### OBJECTIVE
Turn every line of the entries below into a numbered list, skipping blank lines and leaving out any pictures.

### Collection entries
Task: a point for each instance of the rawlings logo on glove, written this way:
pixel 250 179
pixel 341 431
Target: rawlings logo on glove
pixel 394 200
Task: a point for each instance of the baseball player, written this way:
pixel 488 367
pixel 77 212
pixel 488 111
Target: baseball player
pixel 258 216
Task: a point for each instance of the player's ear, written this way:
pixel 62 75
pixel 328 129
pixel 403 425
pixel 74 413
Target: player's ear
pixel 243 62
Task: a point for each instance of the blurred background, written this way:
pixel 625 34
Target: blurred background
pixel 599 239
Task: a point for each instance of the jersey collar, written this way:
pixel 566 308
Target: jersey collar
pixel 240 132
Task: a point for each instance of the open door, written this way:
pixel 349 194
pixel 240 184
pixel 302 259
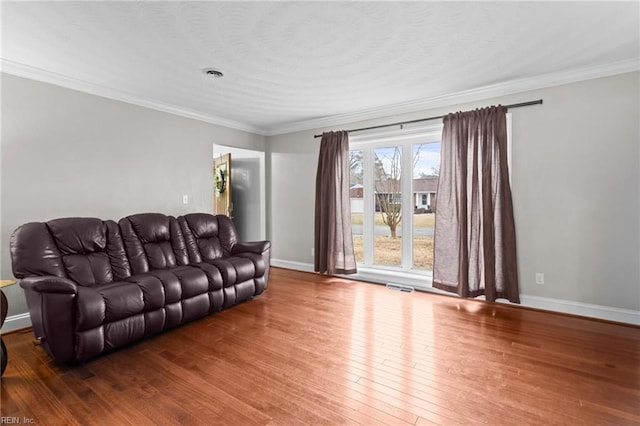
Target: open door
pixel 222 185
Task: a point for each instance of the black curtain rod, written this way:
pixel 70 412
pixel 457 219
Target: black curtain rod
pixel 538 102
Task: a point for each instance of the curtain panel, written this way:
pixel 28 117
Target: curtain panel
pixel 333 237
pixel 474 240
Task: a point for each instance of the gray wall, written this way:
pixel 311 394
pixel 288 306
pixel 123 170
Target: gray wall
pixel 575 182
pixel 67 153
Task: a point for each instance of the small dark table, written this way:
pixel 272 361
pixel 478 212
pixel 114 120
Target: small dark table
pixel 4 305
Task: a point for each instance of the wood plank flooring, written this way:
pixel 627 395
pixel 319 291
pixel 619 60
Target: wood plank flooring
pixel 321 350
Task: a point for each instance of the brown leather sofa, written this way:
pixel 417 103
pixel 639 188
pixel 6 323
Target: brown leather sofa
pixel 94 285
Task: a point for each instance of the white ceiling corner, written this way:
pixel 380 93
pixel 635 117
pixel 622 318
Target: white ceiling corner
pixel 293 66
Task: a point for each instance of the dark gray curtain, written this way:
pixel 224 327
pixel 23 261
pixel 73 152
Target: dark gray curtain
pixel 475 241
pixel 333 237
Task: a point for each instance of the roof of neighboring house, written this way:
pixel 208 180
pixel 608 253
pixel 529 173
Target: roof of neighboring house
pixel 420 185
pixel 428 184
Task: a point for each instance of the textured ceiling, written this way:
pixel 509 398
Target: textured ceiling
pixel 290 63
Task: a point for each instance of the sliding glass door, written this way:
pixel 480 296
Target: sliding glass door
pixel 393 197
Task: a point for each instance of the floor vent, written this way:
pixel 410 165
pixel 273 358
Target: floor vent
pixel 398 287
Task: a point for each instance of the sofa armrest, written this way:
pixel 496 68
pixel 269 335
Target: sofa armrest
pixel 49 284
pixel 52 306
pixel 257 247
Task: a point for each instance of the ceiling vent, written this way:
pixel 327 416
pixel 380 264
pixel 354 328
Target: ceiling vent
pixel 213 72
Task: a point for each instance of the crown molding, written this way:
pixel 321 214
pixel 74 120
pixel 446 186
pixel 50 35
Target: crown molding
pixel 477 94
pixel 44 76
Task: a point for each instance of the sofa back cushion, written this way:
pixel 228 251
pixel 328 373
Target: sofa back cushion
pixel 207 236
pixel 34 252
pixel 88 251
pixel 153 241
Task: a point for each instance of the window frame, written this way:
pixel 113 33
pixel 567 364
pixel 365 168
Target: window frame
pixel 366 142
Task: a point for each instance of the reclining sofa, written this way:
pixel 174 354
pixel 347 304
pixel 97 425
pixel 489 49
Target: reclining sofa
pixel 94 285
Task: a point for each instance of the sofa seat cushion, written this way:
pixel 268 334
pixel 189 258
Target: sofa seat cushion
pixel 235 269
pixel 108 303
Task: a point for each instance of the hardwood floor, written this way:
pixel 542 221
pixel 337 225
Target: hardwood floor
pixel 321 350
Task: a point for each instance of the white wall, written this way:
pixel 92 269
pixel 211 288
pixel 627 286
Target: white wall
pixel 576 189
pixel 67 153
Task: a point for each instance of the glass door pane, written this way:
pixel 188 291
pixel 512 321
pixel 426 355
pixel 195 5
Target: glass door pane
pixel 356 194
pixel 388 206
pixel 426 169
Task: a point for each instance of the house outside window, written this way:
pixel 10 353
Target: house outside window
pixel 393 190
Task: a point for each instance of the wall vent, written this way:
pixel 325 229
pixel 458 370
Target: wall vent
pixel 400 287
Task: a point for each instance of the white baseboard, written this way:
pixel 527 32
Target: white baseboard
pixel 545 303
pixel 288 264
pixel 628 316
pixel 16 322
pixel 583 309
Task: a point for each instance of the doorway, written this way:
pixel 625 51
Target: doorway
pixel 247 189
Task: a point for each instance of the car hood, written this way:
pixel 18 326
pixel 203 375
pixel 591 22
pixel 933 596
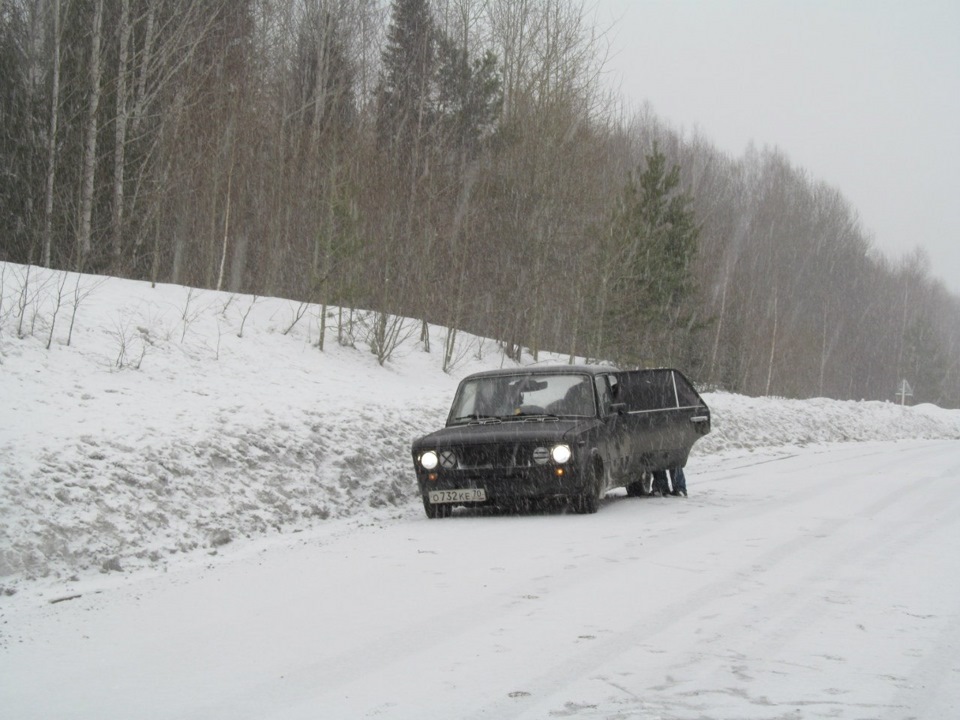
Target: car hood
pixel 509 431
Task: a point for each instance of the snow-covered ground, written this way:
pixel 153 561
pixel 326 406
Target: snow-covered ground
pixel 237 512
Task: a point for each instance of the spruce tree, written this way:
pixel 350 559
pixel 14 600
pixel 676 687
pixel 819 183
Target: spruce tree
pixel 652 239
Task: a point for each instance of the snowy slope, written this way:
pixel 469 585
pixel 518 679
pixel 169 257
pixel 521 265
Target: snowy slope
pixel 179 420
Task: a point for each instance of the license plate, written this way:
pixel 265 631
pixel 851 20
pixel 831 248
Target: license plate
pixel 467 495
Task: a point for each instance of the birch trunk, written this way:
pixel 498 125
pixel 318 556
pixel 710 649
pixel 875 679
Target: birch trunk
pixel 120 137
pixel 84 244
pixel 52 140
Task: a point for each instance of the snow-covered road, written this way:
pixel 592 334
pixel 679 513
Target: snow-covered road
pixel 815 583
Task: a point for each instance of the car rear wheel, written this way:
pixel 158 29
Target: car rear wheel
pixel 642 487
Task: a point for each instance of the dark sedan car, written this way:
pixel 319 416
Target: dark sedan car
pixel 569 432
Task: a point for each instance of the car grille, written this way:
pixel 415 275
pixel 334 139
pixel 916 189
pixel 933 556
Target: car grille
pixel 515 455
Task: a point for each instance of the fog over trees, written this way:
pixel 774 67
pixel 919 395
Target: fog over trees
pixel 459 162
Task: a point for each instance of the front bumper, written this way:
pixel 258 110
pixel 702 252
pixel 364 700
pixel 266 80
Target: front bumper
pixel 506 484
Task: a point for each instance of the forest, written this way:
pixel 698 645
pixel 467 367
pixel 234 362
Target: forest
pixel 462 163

### RIGHT ANSWER
1. Task: a point for each instance of the rawlings logo on glove, written this way:
2. pixel 250 179
3. pixel 341 431
4. Target: rawlings logo on glove
5. pixel 394 200
6. Task: a point for each instance of the baseball player, written this way:
7. pixel 488 367
8. pixel 77 212
9. pixel 488 111
10. Target: baseball player
11. pixel 258 216
12. Task: a point for each instance of the player's ear, written this way:
13. pixel 62 75
14. pixel 328 129
15. pixel 403 425
16. pixel 74 413
17. Target: player's ear
18. pixel 243 62
19. Task: a point for each instance of the blurred background, written this way:
20. pixel 625 34
21. Target: blurred background
22. pixel 599 239
23. Task: a point for each instance of the jersey collar, written this way:
24. pixel 566 308
25. Target: jersey collar
26. pixel 240 132
27. Task: a point for each instance of the open door, written this way:
28. pixel 349 194
29. pixel 240 184
30. pixel 302 259
31. Target: open door
32. pixel 222 185
33. Task: a point for each instance of the black curtain rod, written this way:
34. pixel 70 412
35. pixel 457 219
36. Target: black curtain rod
37. pixel 538 102
38. Task: a point for each instance of the curtain panel, written this way:
39. pixel 28 117
40. Target: curtain panel
41. pixel 333 237
42. pixel 474 240
43. Task: a point for each instance of the gray wall, written this way:
44. pixel 311 394
45. pixel 288 306
46. pixel 123 170
47. Target: gray wall
48. pixel 575 182
49. pixel 67 153
50. Task: a point for each instance of the small dark table, written this way:
51. pixel 272 361
52. pixel 478 212
53. pixel 114 120
54. Target: small dark table
55. pixel 4 305
56. Task: a point for each instance of the wood plank flooring, written this way:
57. pixel 627 395
58. pixel 319 291
59. pixel 619 60
60. Target: wood plank flooring
61. pixel 321 350
62. Task: a point for each instance of the brown leather sofa, written this way:
63. pixel 417 103
64. pixel 639 188
65. pixel 6 323
66. Target: brown leather sofa
67. pixel 94 285
68. Task: a point for each instance of the white ceiling corner, written this way:
69. pixel 380 93
70. pixel 635 117
71. pixel 622 318
72. Target: white ceiling corner
73. pixel 293 66
74. Task: a point for each instance of the dark gray curtain, written this way:
75. pixel 224 327
76. pixel 23 261
77. pixel 73 152
78. Target: dark gray curtain
79. pixel 475 241
80. pixel 333 237
81. Task: a point for each instance of the roof of neighboring house, written this way:
82. pixel 208 180
83. pixel 608 253
84. pixel 529 173
85. Target: roof of neighboring house
86. pixel 420 185
87. pixel 428 184
88. Task: a point for each instance of the textured ceiling, written this way:
89. pixel 509 398
90. Target: textured ceiling
91. pixel 290 63
92. Task: a point for each instance of the sliding glass door, written this way:
93. pixel 480 296
94. Target: sliding glass door
95. pixel 393 197
96. Task: a point for each instance of the floor vent, written this way:
97. pixel 410 165
98. pixel 273 358
99. Target: floor vent
100. pixel 398 287
101. Task: a point for each instance of the sofa armrest, written this way:
102. pixel 496 68
103. pixel 269 335
104. Target: sofa armrest
105. pixel 49 284
106. pixel 52 306
107. pixel 257 247
108. Task: a point for each instance of the ceiling vent, written this way:
109. pixel 327 416
110. pixel 380 264
111. pixel 354 328
112. Target: ceiling vent
113. pixel 213 72
114. Task: a point for each instance of the crown molding, written this way:
115. pixel 321 214
116. pixel 74 120
117. pixel 446 186
118. pixel 50 35
119. Target: crown molding
120. pixel 477 94
121. pixel 44 76
122. Task: a point for each instance of the sofa back cushion, written this way:
123. pixel 228 251
124. pixel 328 373
125. Target: sofa back cushion
126. pixel 207 236
127. pixel 34 252
128. pixel 88 251
129. pixel 153 241
130. Task: a point for each instance of the window frame, written this way:
131. pixel 113 33
132. pixel 567 364
133. pixel 365 168
134. Target: window frame
135. pixel 366 142
136. Task: a point for each instance of the reclining sofa, written this way:
137. pixel 174 354
138. pixel 347 304
139. pixel 97 425
140. pixel 489 49
141. Target: reclining sofa
142. pixel 94 285
143. Task: a point for each instance of the sofa seat cushion, written this way:
144. pixel 268 334
145. pixel 189 258
146. Target: sofa seat cushion
147. pixel 235 269
148. pixel 108 303
149. Task: a point for each instance of the hardwood floor, written this way:
150. pixel 542 221
151. pixel 337 225
152. Target: hardwood floor
153. pixel 321 350
154. Task: a point for each instance of the white wall, written this way:
155. pixel 92 269
156. pixel 211 288
157. pixel 627 286
158. Target: white wall
159. pixel 576 189
160. pixel 67 153
161. Task: a point for each instance of the glass door pane, written this way:
162. pixel 188 291
163. pixel 512 321
164. pixel 426 355
165. pixel 195 5
166. Target: glass door pane
167. pixel 356 194
168. pixel 388 206
169. pixel 426 169
170. Task: a point for each instance of the house outside window, written this way:
171. pixel 10 353
172. Target: house outside window
173. pixel 393 190
174. Task: a point for each instance of the wall vent, written this way:
175. pixel 325 229
176. pixel 458 370
177. Target: wall vent
178. pixel 400 287
179. Task: a point for each instance of the white baseboard, written this way:
180. pixel 527 32
181. Target: white baseboard
182. pixel 545 303
183. pixel 288 264
184. pixel 628 316
185. pixel 16 322
186. pixel 583 309
187. Task: a point for each instance of the doorway, written this way:
188. pixel 625 51
189. Target: doorway
190. pixel 247 189
191. Task: a point for each instance of the car hood, written this way:
192. pixel 18 326
193. pixel 203 375
194. pixel 591 22
195. pixel 933 596
196. Target: car hood
197. pixel 509 431
198. Task: a point for each instance of the snow-covered ground, written this way:
199. pixel 153 561
200. pixel 326 406
201. Target: snow-covered ground
202. pixel 237 512
203. Task: a point for each instance of the spruce tree, written this way:
204. pixel 350 559
205. pixel 14 600
206. pixel 676 687
207. pixel 819 183
208. Target: spruce tree
209. pixel 652 239
210. Task: a point for each instance of the snowy slope, written this way:
211. pixel 469 585
212. pixel 518 679
213. pixel 169 257
214. pixel 521 265
215. Target: snowy slope
216. pixel 179 420
217. Task: a point for each instance of the license plate, written this way:
218. pixel 265 631
219. pixel 851 20
220. pixel 831 248
221. Target: license plate
222. pixel 467 495
223. Task: a point for each instance of the birch trunk, written this way:
224. pixel 498 125
225. pixel 318 556
226. pixel 710 649
227. pixel 875 679
228. Target: birch trunk
229. pixel 120 137
230. pixel 84 244
231. pixel 52 140
232. Task: a point for each instance of the snow-covered road, written this way:
233. pixel 592 334
234. pixel 679 513
235. Target: snow-covered road
236. pixel 815 583
237. Task: a point for each instance of the car rear wheel, written this way:
238. pixel 158 29
239. Target: car rear wheel
240. pixel 642 487
241. Task: a point for each instance of the dark sedan car, written this way:
242. pixel 319 416
243. Target: dark sedan car
244. pixel 569 432
245. Task: a point for each instance of the car grille, written this way:
246. pixel 415 275
247. pixel 334 139
248. pixel 916 189
249. pixel 933 556
250. Target: car grille
251. pixel 515 455
252. Task: a point for each instance of the fog over trees, written this way:
253. pixel 774 67
254. pixel 919 395
255. Target: fog over trees
256. pixel 459 162
257. Task: a point for each instance of the front bumper, written this way:
258. pixel 258 110
259. pixel 702 252
260. pixel 364 700
261. pixel 266 80
262. Target: front bumper
263. pixel 506 484
264. Task: a point for each instance of the forest, written this way:
265. pixel 698 645
266. pixel 467 367
267. pixel 234 362
268. Target: forest
269. pixel 462 163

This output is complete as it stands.